-- Begin --
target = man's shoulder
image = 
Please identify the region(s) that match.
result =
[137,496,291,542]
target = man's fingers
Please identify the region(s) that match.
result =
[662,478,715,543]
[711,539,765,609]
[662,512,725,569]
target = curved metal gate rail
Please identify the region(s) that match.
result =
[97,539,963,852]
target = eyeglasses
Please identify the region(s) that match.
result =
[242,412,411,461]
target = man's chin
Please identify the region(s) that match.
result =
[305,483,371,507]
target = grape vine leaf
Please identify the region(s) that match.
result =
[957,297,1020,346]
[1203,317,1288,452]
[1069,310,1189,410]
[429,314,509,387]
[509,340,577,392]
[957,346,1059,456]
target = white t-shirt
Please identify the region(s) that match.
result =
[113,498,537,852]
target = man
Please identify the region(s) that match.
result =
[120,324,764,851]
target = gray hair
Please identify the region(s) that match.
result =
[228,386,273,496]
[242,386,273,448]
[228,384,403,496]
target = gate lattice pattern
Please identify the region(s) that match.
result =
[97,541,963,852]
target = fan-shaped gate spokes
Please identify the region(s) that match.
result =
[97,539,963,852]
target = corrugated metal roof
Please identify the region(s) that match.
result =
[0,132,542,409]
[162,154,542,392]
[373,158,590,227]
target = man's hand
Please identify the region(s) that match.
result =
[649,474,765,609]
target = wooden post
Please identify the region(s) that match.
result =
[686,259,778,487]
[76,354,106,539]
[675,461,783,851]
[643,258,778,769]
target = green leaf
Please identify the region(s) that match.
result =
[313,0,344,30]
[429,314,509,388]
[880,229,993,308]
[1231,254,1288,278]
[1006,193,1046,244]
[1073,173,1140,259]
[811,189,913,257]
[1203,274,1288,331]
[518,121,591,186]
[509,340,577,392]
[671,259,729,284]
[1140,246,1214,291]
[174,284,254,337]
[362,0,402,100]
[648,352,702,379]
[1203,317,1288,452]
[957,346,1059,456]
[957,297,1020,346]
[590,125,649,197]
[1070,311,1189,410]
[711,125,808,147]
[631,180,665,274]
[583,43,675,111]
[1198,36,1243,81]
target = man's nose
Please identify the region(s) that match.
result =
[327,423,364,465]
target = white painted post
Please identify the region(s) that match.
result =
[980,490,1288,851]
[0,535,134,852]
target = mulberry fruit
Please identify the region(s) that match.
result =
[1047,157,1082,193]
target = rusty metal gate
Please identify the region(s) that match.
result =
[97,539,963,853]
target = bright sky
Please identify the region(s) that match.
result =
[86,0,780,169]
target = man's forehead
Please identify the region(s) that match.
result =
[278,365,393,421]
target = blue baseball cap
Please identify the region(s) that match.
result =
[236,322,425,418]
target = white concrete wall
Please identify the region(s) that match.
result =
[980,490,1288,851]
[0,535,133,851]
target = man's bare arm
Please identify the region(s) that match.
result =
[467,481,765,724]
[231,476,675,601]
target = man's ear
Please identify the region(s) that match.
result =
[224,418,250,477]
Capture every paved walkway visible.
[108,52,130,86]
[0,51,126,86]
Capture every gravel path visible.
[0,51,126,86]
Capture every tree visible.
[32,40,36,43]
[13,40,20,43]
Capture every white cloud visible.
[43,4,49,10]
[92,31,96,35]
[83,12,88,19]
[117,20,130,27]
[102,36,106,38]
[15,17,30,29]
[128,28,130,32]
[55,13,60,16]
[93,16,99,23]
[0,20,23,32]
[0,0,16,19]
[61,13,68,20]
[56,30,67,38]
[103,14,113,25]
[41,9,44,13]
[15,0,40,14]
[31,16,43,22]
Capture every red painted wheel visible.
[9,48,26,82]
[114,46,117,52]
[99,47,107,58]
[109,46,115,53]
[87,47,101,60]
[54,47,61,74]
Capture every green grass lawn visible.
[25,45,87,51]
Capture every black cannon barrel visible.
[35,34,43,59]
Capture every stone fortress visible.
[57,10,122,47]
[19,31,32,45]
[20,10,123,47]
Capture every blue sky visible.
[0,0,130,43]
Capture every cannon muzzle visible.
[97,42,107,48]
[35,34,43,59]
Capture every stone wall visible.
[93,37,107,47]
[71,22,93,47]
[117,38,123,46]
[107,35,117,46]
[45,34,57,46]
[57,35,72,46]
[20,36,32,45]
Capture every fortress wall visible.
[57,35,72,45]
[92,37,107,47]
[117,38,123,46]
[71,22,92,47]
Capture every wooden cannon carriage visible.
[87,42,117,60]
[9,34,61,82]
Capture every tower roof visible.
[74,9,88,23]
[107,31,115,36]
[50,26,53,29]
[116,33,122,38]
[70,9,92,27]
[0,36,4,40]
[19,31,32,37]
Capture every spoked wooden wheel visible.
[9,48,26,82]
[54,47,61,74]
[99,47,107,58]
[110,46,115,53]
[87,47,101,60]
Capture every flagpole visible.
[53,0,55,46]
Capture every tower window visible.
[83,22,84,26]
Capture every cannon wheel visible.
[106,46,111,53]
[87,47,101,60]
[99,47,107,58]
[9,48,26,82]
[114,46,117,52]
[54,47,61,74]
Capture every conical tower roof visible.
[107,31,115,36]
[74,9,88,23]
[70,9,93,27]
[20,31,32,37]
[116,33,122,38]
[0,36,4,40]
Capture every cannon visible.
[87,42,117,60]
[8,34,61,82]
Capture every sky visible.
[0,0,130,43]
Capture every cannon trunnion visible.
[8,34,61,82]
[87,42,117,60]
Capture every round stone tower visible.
-- End --
-- Begin --
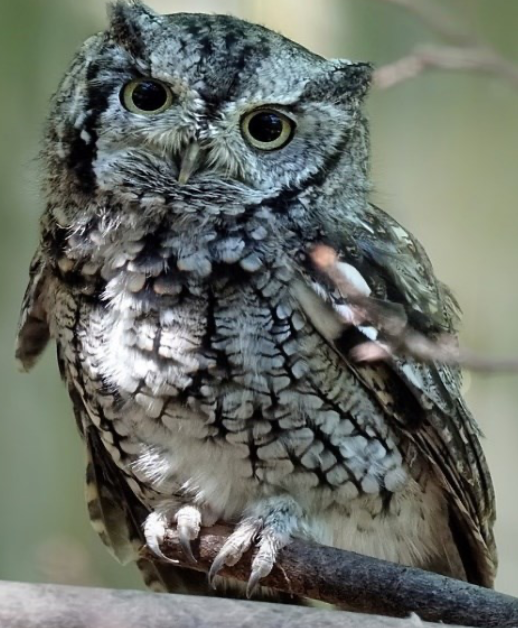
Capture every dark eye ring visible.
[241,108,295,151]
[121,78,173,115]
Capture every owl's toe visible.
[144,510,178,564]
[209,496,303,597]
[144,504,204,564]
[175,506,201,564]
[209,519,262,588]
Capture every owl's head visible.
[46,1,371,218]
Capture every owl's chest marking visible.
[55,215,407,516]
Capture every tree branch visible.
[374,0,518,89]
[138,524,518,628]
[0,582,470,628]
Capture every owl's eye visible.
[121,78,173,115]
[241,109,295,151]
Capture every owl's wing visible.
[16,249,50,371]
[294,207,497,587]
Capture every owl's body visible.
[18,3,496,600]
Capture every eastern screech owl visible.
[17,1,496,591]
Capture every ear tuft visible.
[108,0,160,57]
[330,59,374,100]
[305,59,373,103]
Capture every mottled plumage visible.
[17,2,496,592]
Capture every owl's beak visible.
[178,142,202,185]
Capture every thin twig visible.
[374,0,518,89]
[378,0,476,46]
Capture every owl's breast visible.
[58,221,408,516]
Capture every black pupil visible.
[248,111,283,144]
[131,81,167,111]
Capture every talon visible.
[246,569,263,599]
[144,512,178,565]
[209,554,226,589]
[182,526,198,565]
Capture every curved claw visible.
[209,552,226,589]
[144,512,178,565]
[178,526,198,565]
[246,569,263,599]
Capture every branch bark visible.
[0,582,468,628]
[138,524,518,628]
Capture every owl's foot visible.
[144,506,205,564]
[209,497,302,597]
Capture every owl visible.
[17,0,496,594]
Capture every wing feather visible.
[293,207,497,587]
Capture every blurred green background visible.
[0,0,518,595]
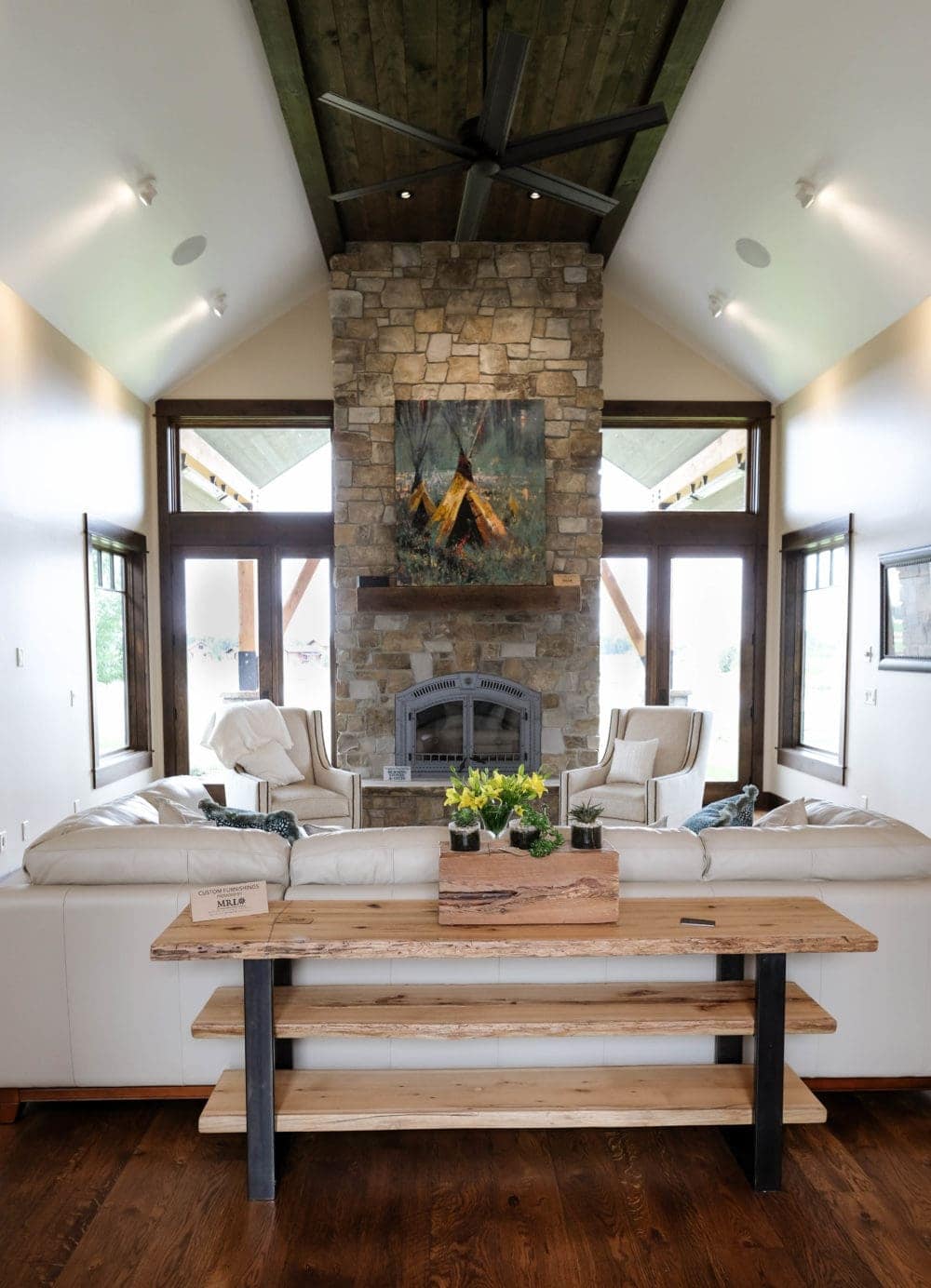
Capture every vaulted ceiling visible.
-- End --
• Task instructions
Begin at the row that has "target = curved metal gate rail" and stop after the row that has "[242,412,411,461]". Write those rows out again, switching "eyeglasses" to "spectacles" and leaving everything else the same.

• Task solution
target = curved metal gate rail
Please identify the region(s) that match.
result =
[97,539,963,852]
target = spectacles
Please identify the region(s) that match.
result =
[242,412,411,461]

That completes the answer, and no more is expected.